CHAPTER 1. GENERAL CORPORATION LAW

Subchapter XVII. Miscellaneous Provisions

§ 391. Taxes and fees payable to Secretary of State upon

filing certificate or other paper.

(a) The following taxes and fees shall be collected by and paid

to the Secretary of State, for the use of the State:

(1) Upon the receipt for filing of an original certificate of

incorporation, the tax shall be computed on the basis of 2 cents

for each share of authorized capital stock having par value up to

and including 20,000 shares, 1 cent for each share in excess of

20,000 shares up to and including 200,000 shares, and twofifths

of a cent for each share in excess of 200,000 shares; 1

cent for each share of authorized capital stock without par value

up to and including 20,000 shares, one-half of a cent for each

share in excess of 20,000 shares up to and including 2,000,000

shares, and two-fifths of a cent for each share in excess of

2,000,000 shares. In no case shall the amount paid be less than

$15. For the purpose of computing the tax on par value stock

each $100 unit of the authorized capital stock shall be counted

as 1 taxable share.

• [DATA EXTRACT]
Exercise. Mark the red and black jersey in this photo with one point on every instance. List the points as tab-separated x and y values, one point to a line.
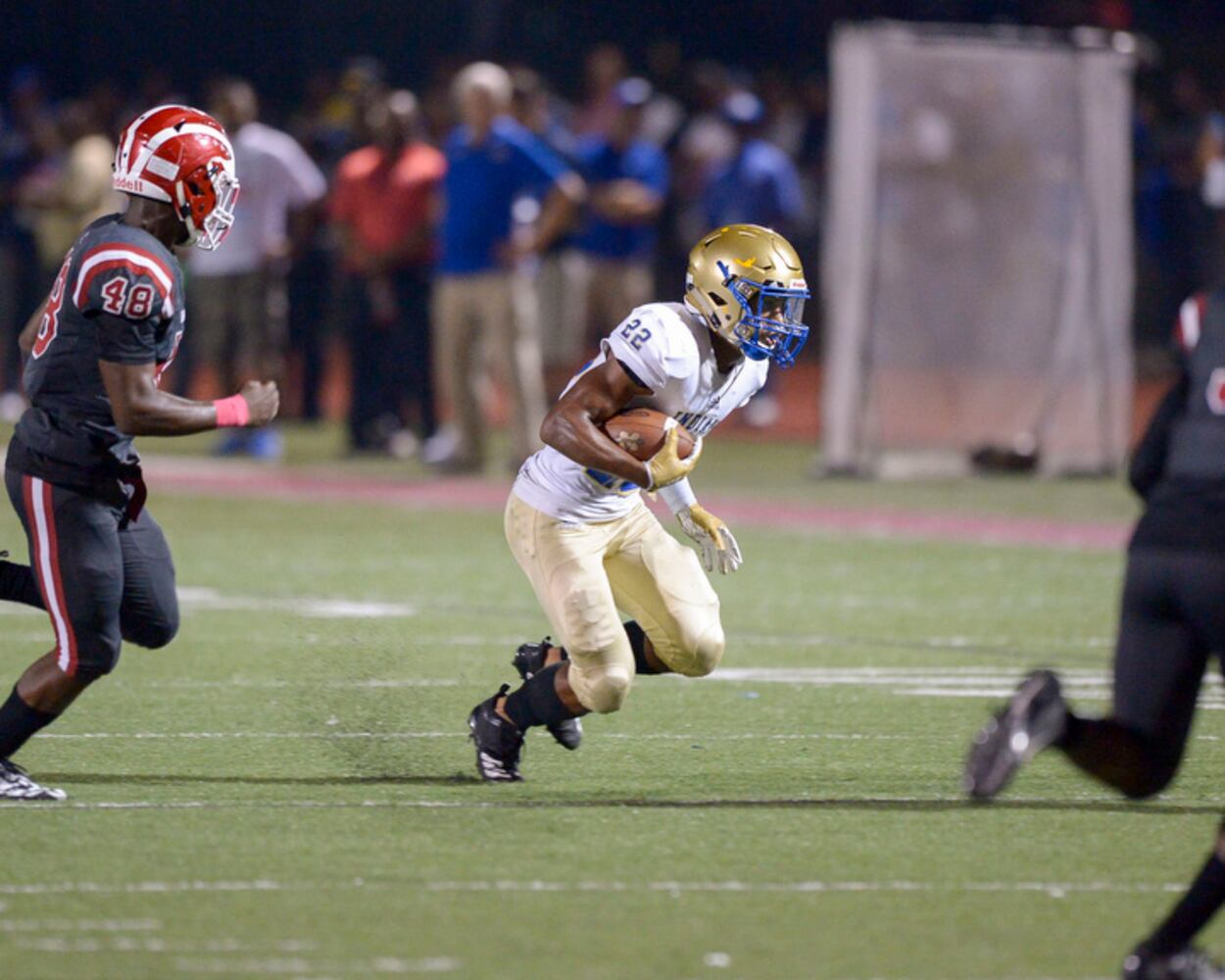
1179	466
118	298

• [DIRECTIVE] Reproduce word for word the stretch of the statute excerpt from "2,000,000 shares. In" through "1 taxable share.". Rely solely on the statute excerpt above.

• [RESULT]
2,000,000 shares. In no case shall the amount paid be less than

$15. For the purpose of computing the tax on par value stock

each $100 unit of the authorized capital stock shall be counted

as 1 taxable share.